Page excerpt:

________________

# "yes, sir, that's my baby..."



## car_for_mom (Jul 15, 2002)

Well, here he is...nothing fancy, not AC Schnitzer-ed or Dinan-ed (hey, I had to save a long time to get him), but he's just great!:


----------



## PhilH (Jun 7, 2002)

I'm getting a red x. I don't think you can post pictures from imagestation. How about a link?


----------



## MotorenWerke (Apr 24, 2002)

ditto


----------



## rost12 (Dec 22, 2001)

Here's the small image imagestation allows me to see. To see more I need to sign up 

By the way, nice topaz there, Car-for-mom! :thumbup:


----------



## PhilH (Jun 7, 2002)

Topaz sedan. :thumbup: 

Topaz was third on my list behind Steel Gray (which I ordered) and Orient Blue.


----------



## doeboy (Sep 20, 2002)

Looks great.... congrats! :thumbup:

Mine arrived at the port on Sat. that waiting for the car itch is getting worse.... :eeps:


----------



## Spectre (Aug 1, 2002)

Beautiful color that Topaz Blue. It'll probably be replaced by Mystic Blue (whatever that looks like) before I can order my car this spring. 

Enjoy Karl, Car_for_Mom. You've got a beauty.


----------

________________

Set task A:
Check each statement against the forum thread. For each one, answer yes or no and quote the exact words of the thread that decide it.
(i) PhilH ordered a car in Steel Gray.
(ii) car_for_mom says the car was modified by AC Schnitzer.
(iii) Spectre thinks Topaz Blue will probably be replaced by Mystic Blue.
Set task B:
Translate this sentence from the forum thread into Spanish: "Topaz was third on my list behind Steel Gray (which I ordered) and Orient Blue."

________________

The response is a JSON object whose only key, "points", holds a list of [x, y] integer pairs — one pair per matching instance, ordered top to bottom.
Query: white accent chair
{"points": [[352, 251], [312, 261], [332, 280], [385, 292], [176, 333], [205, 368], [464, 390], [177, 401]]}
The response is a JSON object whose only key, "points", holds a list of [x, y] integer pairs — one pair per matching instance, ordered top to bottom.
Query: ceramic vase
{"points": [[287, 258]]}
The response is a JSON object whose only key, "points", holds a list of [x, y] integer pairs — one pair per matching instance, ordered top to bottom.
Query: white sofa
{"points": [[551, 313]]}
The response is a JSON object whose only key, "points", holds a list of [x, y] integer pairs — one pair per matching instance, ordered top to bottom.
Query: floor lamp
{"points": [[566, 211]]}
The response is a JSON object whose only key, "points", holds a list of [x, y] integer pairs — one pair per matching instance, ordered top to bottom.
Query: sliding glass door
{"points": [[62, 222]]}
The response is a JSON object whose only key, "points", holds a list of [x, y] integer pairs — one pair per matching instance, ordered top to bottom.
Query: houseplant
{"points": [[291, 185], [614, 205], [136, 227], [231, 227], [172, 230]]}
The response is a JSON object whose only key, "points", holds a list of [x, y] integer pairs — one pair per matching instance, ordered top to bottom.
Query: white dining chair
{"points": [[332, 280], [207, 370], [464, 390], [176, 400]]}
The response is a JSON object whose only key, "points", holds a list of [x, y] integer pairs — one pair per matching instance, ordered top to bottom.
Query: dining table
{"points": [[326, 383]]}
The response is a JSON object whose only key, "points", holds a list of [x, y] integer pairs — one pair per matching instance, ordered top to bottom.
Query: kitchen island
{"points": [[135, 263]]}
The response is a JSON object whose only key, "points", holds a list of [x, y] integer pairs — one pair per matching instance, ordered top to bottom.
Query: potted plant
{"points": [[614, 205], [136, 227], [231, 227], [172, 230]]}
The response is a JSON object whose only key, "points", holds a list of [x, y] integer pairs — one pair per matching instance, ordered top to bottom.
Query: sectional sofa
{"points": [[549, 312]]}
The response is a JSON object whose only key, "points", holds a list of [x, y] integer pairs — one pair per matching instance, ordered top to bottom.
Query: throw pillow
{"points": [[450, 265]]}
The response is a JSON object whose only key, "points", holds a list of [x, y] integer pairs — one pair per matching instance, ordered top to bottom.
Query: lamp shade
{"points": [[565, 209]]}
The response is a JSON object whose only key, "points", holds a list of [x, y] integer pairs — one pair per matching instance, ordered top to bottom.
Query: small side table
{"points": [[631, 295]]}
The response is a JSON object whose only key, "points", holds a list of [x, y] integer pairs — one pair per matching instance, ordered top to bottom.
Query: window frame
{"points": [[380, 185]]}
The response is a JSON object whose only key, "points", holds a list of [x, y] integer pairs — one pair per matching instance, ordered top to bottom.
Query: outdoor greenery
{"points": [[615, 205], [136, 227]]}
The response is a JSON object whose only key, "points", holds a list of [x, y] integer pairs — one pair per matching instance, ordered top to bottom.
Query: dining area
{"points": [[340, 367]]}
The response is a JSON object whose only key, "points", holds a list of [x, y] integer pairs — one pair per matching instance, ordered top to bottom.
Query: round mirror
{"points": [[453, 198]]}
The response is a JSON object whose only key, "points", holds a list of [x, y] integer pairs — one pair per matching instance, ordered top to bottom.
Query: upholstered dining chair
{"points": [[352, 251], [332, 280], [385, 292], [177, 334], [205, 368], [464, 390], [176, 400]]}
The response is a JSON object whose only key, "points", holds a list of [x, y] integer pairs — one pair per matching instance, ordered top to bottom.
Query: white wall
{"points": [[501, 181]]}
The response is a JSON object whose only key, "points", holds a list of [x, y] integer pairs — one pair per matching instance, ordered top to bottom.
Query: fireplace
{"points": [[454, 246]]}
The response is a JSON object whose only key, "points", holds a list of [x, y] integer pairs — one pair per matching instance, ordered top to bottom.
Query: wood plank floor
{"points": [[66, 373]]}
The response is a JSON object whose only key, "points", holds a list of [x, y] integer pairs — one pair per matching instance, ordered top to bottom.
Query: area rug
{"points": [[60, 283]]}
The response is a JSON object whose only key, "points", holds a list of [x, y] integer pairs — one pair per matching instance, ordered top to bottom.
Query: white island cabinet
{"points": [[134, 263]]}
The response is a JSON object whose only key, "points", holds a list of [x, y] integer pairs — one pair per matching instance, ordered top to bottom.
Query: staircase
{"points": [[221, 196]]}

________________

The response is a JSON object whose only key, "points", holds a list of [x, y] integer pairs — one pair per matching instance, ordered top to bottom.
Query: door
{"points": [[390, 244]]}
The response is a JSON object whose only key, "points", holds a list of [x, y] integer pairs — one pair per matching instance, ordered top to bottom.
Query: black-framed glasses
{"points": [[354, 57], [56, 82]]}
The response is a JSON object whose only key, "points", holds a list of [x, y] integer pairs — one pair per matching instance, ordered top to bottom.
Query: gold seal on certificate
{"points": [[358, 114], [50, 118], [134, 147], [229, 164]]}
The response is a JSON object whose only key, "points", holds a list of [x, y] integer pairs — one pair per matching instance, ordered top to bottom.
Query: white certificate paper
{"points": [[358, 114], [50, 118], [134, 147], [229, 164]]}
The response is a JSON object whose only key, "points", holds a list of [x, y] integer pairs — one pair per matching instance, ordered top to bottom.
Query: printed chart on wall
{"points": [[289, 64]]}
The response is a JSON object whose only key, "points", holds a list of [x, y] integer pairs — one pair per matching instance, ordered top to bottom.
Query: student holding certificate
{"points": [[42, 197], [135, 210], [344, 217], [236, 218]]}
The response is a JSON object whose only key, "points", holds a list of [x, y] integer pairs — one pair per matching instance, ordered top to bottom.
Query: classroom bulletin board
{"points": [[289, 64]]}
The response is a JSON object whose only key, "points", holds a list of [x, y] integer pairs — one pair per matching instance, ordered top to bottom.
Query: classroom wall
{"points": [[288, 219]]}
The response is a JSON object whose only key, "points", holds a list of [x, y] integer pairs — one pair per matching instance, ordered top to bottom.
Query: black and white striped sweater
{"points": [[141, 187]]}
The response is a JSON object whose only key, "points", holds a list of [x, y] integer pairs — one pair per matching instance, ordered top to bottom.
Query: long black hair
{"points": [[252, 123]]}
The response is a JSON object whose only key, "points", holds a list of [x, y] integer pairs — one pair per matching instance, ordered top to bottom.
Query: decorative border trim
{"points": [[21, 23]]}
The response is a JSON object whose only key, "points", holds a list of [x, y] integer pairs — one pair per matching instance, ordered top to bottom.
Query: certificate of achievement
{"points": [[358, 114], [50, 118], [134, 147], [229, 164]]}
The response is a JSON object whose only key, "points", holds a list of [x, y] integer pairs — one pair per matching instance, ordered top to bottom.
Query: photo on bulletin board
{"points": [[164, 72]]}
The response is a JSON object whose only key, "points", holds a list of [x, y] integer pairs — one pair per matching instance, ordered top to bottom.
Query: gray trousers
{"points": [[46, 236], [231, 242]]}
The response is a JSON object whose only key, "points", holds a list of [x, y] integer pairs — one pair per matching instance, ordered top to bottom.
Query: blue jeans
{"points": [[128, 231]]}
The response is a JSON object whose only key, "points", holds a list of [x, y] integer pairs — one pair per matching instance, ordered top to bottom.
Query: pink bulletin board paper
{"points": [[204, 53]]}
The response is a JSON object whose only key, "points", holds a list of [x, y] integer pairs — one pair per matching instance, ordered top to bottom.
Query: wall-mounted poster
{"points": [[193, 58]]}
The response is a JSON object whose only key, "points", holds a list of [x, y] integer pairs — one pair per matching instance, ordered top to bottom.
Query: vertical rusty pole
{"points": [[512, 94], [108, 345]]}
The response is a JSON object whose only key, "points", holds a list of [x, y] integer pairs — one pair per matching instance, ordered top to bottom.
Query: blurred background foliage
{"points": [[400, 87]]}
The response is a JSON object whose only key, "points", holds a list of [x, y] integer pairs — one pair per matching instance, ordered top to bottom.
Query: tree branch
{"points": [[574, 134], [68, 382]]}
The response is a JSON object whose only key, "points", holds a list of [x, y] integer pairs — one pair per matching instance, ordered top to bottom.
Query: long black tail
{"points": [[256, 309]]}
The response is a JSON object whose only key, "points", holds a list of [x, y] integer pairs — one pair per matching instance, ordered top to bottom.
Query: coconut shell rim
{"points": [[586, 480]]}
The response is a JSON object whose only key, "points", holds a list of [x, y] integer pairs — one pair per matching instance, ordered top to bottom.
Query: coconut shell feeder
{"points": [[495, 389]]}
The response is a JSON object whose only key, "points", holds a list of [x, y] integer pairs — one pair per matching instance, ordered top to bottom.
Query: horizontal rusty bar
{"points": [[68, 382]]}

________________

Output A:
(i) Yes: "Topaz was third on my list behind Steel Gray (which I ordered) and Orient Blue."
(ii) No: "nothing fancy, not AC Schnitzer-ed or Dinan-ed"
(iii) Yes: "It'll probably be replaced by Mystic Blue (whatever that looks like) before I can order my car this spring."

Output B:
El Topaz fue el tercero de mi lista, detrás del Steel Gray (que es el que pedí) y del Orient Blue.